=== What to produce ===
Would you return every entry, exactly as it is written?

=== Data for the task ===
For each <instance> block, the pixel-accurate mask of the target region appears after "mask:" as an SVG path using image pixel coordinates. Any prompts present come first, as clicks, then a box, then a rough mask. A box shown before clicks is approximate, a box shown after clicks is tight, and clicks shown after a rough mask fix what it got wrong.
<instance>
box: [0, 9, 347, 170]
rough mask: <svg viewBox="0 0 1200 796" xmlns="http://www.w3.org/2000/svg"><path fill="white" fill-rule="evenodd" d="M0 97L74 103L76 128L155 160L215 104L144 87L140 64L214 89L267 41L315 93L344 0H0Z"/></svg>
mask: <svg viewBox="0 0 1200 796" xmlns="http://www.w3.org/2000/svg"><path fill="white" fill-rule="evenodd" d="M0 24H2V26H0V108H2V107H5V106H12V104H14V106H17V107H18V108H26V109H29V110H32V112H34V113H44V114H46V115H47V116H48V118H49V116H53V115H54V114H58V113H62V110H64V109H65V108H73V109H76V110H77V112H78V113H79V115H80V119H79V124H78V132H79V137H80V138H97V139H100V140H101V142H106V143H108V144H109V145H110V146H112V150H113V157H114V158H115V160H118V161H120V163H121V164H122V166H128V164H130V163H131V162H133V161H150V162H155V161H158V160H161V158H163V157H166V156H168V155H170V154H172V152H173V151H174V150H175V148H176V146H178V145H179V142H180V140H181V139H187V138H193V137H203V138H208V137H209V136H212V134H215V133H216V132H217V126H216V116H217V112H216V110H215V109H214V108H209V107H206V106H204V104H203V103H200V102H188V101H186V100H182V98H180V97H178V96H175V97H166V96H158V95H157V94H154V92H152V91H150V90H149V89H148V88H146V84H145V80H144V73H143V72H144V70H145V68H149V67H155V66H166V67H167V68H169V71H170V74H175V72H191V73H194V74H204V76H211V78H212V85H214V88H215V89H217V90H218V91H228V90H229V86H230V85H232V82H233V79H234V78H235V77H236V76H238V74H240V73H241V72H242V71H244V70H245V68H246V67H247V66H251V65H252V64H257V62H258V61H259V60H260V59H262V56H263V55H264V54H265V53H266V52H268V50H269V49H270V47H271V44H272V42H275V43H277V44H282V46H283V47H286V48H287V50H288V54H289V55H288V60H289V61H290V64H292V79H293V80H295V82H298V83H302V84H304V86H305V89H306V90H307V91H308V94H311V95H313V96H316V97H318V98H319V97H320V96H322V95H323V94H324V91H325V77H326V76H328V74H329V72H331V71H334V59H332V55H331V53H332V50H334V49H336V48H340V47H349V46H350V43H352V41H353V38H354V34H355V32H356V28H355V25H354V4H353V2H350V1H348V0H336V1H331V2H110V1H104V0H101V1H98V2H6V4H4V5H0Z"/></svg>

=== Expected answer ===
For each <instance> block, the pixel-accurate mask of the target region appears after "mask:" as an SVG path using image pixel coordinates. Any prompts present come first, as clicks, then a box, then a rough mask. A box shown before clicks is approximate, a box shown after clicks is tight, and clicks shown after a rough mask fix what it got wrong.
<instance>
box: [0, 9, 347, 170]
rough mask: <svg viewBox="0 0 1200 796" xmlns="http://www.w3.org/2000/svg"><path fill="white" fill-rule="evenodd" d="M0 97L74 103L76 128L155 160L215 104L144 87L140 64L214 89L267 41L315 93L344 0H0Z"/></svg>
mask: <svg viewBox="0 0 1200 796" xmlns="http://www.w3.org/2000/svg"><path fill="white" fill-rule="evenodd" d="M0 24H2V26H0V108H2V107H5V106H12V104H14V106H17V107H18V108H26V109H29V110H32V112H34V113H44V114H46V115H47V116H48V118H49V116H53V115H54V114H58V113H62V110H64V109H65V108H73V109H76V110H77V112H78V113H79V115H80V119H79V124H78V132H79V137H80V138H97V139H100V140H101V142H106V143H108V144H109V145H110V146H112V150H113V157H114V158H115V160H118V161H120V163H121V164H122V166H128V164H130V163H131V162H133V161H150V162H155V161H158V160H161V158H163V157H166V156H168V155H170V154H172V152H173V151H174V150H175V148H176V146H178V145H179V142H180V140H181V139H187V138H193V137H203V138H208V137H209V136H212V134H215V133H216V132H217V126H216V116H217V112H216V110H215V109H214V108H209V107H206V106H204V104H203V103H200V102H188V101H186V100H182V98H180V97H178V96H175V97H166V96H158V95H157V94H154V92H152V91H150V90H149V89H148V88H146V84H145V80H144V73H143V72H144V70H145V68H149V67H155V66H166V67H167V68H169V71H170V74H175V72H191V73H194V74H204V76H211V78H212V85H214V88H215V89H217V90H218V91H228V90H229V86H230V85H232V82H233V79H234V78H235V77H236V76H238V74H240V73H241V72H242V71H244V70H245V68H246V67H247V66H251V65H252V64H257V62H258V61H259V60H260V59H262V56H263V55H264V54H265V53H266V52H268V50H269V49H270V47H271V44H272V42H275V43H277V44H282V46H283V47H286V48H287V50H288V54H289V55H288V60H289V61H290V64H292V79H293V80H295V82H298V83H302V84H304V86H305V89H306V90H307V91H308V94H311V95H313V96H316V97H318V98H319V97H320V96H322V95H323V94H324V91H325V77H326V76H328V74H329V72H331V71H334V59H332V55H331V53H332V50H334V49H336V48H340V47H349V46H350V43H352V41H353V38H354V34H355V32H356V28H355V25H354V4H353V2H350V1H348V0H336V1H331V2H110V1H104V0H101V1H98V2H6V4H4V5H0Z"/></svg>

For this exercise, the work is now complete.